▶ TASK BRIEF
Pick up the article ranking M. Night Shyamalan's films after its final sentence and keep writing it.
***** QUOTED TEXT
8 min read

M. Night Shyamalan, ranked (Part 1)

The beloved, beleaguered Philadelphia auteur's filmography, from worst to first.
Dev Patel, dressed in a black and red robe, strikes a martial arts pose in a snowy temple.
I always forget Dev Patel(!) played Zuko in the Last Airbender movie. (Credit: Paramount)

No currently working auteurs have had quite the career trajectory of M. Night Shyamalan, simultaneously one of my favorite filmmakers currently working and someone I frequently cannot stand. The stratospheric success of The Sixth Sense (1999), Unbreakable (2000), and Signs (2002) made him seem like the next Spielberg.

And then the bottom fell out. Shyamalan's love of twists became the primary way the American viewing public understood him, and all of his movies started being unfairly consumed via that lens. Signs, for instance, doesn't really have a twist so much as a bunch of seemingly unrelated puzzle pieces snapping into place, but it was treated as though its third act featured twist after twist, where any other filmmaker might have gotten less scrutiny for that. It also didn't help that The Village (2004) featured a doozy of a twist that makes less and less literal sense the more you think about it.
**********
***** DATA LISTING
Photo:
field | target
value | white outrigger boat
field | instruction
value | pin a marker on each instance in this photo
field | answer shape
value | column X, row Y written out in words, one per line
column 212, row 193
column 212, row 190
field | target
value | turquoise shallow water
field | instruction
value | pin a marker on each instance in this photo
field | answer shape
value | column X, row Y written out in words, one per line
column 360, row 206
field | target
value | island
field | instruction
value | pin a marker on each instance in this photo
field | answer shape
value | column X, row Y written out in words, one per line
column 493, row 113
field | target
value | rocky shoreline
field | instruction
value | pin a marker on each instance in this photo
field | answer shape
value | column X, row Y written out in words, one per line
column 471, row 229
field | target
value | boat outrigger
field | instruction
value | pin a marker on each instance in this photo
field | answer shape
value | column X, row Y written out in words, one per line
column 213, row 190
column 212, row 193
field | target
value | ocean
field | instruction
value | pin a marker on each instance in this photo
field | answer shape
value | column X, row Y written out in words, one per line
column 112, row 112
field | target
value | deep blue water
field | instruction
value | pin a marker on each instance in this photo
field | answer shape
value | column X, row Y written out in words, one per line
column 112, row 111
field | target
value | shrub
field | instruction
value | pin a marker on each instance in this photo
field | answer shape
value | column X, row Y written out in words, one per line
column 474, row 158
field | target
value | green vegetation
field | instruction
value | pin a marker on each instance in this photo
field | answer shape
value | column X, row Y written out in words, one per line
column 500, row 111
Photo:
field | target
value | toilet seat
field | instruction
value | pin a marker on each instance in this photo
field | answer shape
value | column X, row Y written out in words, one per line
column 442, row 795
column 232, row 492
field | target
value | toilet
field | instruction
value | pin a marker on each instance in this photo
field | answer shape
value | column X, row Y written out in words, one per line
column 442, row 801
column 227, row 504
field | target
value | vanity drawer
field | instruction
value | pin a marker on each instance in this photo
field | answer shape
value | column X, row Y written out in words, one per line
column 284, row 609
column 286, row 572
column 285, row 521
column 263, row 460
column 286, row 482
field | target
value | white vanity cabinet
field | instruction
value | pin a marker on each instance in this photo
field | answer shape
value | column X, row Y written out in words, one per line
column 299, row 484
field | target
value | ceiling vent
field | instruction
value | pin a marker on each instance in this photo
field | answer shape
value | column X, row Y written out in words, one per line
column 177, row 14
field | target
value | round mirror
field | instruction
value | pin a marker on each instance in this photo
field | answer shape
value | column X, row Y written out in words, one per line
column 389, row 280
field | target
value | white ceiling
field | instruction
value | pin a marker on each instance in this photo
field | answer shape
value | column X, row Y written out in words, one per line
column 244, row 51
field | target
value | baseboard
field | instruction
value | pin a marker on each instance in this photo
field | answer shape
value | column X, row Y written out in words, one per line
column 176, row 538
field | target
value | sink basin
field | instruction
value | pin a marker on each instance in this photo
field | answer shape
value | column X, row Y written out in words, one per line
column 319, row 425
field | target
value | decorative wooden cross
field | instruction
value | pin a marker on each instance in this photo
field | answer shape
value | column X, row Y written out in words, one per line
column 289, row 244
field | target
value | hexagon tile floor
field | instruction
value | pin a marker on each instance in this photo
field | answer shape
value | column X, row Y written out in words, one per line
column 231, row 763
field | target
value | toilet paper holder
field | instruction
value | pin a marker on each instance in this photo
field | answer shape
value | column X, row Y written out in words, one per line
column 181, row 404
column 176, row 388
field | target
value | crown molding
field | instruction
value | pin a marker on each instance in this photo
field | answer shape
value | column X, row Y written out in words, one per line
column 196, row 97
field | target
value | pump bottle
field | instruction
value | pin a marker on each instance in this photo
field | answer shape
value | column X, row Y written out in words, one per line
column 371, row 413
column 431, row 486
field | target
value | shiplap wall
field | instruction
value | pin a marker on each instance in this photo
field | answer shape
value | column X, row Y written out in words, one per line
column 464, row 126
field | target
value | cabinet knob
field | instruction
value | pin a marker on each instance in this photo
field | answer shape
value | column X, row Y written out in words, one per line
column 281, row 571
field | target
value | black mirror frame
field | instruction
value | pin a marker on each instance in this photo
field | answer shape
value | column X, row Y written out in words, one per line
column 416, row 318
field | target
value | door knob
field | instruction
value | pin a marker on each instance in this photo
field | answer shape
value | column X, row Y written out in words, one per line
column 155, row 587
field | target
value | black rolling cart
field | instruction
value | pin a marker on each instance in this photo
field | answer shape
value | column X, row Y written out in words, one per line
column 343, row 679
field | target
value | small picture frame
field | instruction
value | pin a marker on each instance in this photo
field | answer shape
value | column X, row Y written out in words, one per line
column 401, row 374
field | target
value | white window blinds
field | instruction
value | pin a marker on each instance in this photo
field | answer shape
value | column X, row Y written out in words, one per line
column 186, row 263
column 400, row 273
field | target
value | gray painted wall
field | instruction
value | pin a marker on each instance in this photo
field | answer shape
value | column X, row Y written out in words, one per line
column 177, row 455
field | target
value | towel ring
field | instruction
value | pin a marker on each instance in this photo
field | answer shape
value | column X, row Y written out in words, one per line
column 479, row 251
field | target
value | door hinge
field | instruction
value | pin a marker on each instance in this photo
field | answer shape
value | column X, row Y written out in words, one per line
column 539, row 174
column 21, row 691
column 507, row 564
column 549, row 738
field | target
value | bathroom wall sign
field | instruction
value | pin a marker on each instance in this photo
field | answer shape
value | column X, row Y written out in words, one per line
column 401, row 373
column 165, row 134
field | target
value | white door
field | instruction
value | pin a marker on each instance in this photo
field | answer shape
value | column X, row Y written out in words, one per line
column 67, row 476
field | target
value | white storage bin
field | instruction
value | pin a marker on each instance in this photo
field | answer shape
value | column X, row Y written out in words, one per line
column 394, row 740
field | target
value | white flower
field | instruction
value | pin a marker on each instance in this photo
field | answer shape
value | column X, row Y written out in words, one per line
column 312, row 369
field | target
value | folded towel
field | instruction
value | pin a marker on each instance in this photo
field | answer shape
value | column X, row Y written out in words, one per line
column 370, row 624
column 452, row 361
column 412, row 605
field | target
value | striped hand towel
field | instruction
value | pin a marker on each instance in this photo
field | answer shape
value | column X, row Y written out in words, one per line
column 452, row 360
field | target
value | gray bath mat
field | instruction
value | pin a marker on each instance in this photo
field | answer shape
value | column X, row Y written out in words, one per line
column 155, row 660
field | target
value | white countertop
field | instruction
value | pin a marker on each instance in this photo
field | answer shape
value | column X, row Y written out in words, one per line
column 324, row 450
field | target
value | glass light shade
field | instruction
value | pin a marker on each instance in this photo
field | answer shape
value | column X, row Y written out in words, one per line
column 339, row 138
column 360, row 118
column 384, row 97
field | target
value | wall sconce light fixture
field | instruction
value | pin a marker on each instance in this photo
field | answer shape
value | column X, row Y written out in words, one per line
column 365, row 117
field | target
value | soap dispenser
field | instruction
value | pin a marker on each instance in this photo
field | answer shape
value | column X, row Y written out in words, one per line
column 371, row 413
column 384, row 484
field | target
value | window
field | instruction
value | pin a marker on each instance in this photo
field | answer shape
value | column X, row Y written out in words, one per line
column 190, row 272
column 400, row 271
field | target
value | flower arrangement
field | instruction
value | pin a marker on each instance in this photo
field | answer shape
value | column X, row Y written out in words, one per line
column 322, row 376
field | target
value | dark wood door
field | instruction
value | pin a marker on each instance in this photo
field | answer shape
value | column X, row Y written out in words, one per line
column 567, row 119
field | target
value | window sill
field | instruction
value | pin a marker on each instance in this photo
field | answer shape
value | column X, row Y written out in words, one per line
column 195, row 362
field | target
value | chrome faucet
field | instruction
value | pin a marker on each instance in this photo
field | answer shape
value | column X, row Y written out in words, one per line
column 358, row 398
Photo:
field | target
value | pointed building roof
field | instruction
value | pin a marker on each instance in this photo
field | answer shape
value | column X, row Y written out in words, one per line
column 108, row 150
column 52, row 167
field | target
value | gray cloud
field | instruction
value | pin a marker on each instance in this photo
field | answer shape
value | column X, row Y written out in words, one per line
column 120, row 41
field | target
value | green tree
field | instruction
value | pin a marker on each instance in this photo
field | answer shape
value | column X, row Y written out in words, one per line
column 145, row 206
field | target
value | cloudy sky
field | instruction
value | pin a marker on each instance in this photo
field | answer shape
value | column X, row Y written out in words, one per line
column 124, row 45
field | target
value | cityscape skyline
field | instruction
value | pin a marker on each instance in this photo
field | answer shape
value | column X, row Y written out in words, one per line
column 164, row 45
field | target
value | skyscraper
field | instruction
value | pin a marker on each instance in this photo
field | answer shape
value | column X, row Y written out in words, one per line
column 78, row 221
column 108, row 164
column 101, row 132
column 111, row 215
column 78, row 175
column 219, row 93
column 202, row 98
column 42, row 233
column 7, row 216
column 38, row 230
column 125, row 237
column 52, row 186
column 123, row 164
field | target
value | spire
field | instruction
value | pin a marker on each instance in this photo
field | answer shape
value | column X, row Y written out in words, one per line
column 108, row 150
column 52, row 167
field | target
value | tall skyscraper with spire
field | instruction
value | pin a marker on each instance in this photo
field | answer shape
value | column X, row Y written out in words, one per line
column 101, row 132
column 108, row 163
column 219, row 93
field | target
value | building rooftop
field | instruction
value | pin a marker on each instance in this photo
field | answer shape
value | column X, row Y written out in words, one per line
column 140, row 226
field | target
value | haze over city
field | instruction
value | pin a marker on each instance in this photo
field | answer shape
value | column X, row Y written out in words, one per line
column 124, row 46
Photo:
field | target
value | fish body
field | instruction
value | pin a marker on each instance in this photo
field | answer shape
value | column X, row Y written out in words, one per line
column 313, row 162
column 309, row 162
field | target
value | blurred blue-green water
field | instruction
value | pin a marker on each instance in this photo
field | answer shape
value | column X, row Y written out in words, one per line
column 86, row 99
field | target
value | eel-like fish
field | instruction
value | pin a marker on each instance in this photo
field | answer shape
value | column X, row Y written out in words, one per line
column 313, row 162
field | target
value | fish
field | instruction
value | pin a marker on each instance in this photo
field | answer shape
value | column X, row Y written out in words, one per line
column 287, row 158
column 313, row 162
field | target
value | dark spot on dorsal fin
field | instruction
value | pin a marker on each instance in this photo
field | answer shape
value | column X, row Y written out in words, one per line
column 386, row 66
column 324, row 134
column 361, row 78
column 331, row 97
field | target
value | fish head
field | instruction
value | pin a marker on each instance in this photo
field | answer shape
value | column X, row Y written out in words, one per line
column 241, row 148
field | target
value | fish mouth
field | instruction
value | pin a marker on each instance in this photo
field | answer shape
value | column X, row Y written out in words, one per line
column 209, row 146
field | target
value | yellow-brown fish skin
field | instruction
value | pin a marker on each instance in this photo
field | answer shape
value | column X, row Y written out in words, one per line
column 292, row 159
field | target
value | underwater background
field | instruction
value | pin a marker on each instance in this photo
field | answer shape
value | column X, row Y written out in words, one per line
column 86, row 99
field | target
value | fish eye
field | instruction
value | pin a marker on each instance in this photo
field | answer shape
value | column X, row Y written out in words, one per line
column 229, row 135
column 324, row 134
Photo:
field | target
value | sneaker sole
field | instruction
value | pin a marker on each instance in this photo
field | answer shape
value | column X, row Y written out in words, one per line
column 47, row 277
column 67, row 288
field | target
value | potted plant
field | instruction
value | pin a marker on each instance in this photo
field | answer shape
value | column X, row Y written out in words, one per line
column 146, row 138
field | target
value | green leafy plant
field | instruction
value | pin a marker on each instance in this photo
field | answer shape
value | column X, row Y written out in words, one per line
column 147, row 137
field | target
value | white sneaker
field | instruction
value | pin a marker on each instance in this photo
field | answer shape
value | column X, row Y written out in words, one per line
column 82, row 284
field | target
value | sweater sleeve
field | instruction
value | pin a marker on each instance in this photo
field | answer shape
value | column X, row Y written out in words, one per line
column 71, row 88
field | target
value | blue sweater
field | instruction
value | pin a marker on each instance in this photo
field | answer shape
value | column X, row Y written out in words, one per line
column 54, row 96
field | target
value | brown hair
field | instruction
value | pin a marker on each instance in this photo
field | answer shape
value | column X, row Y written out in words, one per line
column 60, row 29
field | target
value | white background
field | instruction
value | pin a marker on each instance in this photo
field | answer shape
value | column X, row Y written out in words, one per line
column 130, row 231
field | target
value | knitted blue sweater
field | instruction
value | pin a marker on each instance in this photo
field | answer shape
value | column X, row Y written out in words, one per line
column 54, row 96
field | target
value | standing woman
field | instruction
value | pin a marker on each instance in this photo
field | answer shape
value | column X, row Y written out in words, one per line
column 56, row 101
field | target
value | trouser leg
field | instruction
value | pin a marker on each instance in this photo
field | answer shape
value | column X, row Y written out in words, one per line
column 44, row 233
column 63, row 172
**********
▶ RESPONSE
After that, he descended into ignominy, culminating in his lifeless The Last Airbender (2010), which felt like work-for-hire slop, even though he genuinely wanted to bring Avatar: The Last Airbender to the big screen; and After Earth (2013), which really was a work-for-hire gig.

But rather than returning every few years with a new indifferently made blockbuster, Shyamalan instead went off the grid. He went indie, using his own money to make the low-budget 2015 horror film The Visit, and the success of that movie allowed him to get more lower-budget films made, until his budgets were slowly but surely creeping back up again. He's still very much an acquired taste, and he'll make an incredibly embarrassing film now and then, but the scale of his ambitions and his sheer technical skill as a filmmaker match up more often than not. He's less the next Spielberg than he is an Alfred Hitchcock who perhaps would rather be making Jason Katims shows. He seems like a chill dad who likes making movies with people he trusts (including his kids). And I can respect that!

That in mind, let's rank the M. Night Shyamalan films in two parts. The first half you're reading right now, and the second half posts Friday for paid subscribers! (Yes, I'm that shameless, why do you ask?) While I have you here...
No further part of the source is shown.